(Region pointing data)
★ ★ ★ ★ ★ ★ ★
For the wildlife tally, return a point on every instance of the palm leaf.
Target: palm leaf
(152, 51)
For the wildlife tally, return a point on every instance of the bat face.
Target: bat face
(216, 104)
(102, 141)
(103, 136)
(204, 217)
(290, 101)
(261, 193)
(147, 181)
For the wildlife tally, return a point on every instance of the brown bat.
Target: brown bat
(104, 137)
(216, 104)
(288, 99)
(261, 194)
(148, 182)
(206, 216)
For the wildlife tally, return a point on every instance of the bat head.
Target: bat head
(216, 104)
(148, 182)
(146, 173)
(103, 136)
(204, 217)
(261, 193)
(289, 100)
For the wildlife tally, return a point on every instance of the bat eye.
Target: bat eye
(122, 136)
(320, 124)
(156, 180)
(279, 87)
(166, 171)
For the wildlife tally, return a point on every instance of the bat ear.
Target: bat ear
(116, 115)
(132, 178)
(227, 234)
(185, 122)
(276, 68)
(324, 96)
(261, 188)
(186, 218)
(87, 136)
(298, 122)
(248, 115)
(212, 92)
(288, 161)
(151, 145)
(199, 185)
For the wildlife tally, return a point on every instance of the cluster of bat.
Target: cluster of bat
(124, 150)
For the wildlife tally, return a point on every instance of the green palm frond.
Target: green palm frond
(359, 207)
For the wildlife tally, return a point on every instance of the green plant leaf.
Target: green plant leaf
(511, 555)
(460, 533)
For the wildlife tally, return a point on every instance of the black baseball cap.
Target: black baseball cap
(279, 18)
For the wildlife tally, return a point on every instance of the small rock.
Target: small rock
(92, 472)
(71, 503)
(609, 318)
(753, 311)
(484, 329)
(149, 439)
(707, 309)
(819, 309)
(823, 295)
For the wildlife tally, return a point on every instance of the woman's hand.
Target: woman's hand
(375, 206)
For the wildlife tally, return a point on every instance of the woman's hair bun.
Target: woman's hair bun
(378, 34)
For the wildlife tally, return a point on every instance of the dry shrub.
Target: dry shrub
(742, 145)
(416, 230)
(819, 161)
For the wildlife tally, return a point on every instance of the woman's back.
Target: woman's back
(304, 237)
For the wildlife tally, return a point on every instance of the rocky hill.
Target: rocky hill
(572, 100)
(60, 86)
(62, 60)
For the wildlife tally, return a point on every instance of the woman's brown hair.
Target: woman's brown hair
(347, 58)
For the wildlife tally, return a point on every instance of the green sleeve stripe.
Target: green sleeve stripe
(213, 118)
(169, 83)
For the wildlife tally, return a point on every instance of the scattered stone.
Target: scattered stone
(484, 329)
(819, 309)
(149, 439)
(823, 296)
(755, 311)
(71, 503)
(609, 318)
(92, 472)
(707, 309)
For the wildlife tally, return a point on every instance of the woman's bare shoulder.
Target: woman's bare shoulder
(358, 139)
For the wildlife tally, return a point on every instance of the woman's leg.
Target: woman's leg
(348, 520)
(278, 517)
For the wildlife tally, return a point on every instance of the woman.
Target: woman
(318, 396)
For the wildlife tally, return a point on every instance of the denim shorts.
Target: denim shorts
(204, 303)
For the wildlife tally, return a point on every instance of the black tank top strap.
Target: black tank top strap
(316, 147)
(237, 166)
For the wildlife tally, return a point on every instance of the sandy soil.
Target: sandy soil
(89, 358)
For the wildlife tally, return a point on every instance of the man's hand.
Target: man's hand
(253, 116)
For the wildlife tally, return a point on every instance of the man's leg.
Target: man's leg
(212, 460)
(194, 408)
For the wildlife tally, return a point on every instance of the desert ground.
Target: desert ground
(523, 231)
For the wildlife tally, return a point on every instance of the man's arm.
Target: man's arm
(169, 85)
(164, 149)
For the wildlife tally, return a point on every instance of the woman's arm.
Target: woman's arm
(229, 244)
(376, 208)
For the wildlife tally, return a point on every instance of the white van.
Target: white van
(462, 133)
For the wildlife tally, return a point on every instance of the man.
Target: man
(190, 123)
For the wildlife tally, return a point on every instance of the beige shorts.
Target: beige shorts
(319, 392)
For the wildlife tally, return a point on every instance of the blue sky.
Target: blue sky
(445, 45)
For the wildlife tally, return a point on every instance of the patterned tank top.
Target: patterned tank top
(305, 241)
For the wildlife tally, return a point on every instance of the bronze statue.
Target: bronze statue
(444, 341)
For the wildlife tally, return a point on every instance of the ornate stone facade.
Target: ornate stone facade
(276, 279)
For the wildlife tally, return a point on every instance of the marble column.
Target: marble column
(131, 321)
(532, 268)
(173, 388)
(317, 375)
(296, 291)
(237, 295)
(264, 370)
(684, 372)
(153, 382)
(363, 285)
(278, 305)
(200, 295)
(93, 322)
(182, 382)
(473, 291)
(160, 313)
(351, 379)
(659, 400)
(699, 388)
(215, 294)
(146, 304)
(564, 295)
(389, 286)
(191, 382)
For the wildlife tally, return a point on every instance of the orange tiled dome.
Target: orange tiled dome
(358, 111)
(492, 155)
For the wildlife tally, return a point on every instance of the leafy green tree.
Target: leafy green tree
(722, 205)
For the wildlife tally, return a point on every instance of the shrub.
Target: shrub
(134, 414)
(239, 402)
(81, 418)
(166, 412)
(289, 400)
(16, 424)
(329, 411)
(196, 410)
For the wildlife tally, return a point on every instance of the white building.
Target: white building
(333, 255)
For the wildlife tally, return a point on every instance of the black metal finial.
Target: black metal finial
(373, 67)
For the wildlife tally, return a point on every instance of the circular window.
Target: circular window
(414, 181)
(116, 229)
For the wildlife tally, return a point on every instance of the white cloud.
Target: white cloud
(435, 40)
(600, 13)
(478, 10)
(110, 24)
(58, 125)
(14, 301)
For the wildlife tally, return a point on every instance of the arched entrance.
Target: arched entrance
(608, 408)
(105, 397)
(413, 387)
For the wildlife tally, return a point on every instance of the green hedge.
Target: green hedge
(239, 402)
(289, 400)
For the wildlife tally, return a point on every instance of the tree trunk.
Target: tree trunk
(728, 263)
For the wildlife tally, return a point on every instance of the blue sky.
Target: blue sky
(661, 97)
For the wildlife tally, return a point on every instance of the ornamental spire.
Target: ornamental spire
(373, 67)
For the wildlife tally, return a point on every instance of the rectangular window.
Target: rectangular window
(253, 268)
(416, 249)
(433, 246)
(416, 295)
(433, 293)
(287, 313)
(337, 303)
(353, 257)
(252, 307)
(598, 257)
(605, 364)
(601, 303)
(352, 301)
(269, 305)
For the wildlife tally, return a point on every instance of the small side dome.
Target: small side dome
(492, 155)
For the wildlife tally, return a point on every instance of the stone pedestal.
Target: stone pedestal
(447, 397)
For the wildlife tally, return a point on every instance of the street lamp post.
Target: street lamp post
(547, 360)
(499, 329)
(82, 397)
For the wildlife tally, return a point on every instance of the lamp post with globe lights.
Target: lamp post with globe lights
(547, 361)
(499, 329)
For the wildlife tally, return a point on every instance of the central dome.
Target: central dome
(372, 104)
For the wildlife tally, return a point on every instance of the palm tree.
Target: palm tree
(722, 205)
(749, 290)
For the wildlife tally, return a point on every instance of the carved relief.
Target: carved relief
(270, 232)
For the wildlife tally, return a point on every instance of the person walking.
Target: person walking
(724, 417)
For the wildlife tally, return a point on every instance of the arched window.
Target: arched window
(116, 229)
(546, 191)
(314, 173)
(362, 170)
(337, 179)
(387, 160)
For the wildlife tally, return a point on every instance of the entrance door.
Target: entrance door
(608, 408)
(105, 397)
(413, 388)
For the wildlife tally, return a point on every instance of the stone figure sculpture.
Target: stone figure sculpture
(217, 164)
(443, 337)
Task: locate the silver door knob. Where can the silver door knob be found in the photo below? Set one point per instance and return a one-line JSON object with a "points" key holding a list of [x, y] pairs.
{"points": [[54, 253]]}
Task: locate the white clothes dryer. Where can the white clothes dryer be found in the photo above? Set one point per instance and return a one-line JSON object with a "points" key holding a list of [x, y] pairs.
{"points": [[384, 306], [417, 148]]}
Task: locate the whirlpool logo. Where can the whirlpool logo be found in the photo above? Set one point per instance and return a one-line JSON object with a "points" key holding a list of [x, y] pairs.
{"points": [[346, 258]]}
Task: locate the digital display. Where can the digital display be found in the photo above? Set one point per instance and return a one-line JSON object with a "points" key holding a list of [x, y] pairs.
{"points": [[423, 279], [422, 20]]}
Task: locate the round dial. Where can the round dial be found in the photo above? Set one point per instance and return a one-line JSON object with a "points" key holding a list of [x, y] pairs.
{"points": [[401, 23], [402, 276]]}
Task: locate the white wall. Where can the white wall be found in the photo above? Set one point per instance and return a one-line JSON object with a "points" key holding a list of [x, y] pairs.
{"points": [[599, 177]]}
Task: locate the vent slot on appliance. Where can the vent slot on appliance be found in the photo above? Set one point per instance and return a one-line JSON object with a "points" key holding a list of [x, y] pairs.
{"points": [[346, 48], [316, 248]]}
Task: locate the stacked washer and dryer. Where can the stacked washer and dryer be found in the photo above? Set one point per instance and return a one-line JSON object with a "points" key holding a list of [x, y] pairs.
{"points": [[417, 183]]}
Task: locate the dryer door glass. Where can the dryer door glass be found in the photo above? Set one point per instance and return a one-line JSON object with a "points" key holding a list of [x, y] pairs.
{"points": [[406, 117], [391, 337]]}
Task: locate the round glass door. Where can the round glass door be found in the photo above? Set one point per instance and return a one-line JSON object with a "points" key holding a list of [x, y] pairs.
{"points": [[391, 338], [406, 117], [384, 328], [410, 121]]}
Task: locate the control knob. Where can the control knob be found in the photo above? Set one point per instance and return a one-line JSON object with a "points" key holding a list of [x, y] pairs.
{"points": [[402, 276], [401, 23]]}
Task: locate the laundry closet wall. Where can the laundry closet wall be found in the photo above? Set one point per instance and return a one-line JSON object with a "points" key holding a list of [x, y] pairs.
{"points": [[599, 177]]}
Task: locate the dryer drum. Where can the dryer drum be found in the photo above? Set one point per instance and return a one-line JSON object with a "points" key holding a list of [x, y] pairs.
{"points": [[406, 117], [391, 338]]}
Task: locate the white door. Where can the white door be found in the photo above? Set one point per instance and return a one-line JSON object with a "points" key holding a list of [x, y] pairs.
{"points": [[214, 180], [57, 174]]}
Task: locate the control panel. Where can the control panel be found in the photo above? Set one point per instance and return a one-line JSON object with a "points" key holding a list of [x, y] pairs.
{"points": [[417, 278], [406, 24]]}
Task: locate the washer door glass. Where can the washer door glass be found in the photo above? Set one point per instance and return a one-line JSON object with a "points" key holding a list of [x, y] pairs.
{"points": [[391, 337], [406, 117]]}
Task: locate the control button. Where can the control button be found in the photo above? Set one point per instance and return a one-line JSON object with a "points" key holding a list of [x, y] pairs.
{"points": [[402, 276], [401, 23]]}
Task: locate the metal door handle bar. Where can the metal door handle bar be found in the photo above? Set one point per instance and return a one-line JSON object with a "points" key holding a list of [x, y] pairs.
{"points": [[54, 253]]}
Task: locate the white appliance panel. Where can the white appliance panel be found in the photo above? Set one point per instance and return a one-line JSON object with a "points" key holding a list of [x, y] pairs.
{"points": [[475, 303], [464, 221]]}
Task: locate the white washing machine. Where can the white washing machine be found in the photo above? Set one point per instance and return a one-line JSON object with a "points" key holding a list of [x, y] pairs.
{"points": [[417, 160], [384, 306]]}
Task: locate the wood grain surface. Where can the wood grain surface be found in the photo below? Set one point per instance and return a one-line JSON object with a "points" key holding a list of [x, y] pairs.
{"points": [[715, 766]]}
★ ★ ★ ★ ★ ★ ★
Exact duplication is required for the lines above, from the line that contains "with globe lights." to the line that contains "the entrance door.", inclusive; omit all others.

*WRITTEN RESPONSE*
For the wildlife tally, return a point on every instance of the lamp post with globe lights.
Target: lamp post with globe lights
(547, 361)
(499, 329)
For the wildlife tally, return a point on every instance of the central dome.
Target: central dome
(372, 104)
For the wildlife tally, return a point on every instance of the palm tree.
Target: palm tree
(722, 205)
(749, 290)
For the wildlife tally, return a point on every instance of the carved relief.
Target: carved relief
(270, 232)
For the wildlife tally, return a point on every instance of the person walking.
Target: person walking
(724, 417)
For the wildlife tally, return a point on every instance of the arched window.
Target: arched window
(116, 229)
(546, 191)
(314, 173)
(362, 170)
(337, 179)
(387, 160)
For the wildlife tally, return a point on every instance of the entrance door.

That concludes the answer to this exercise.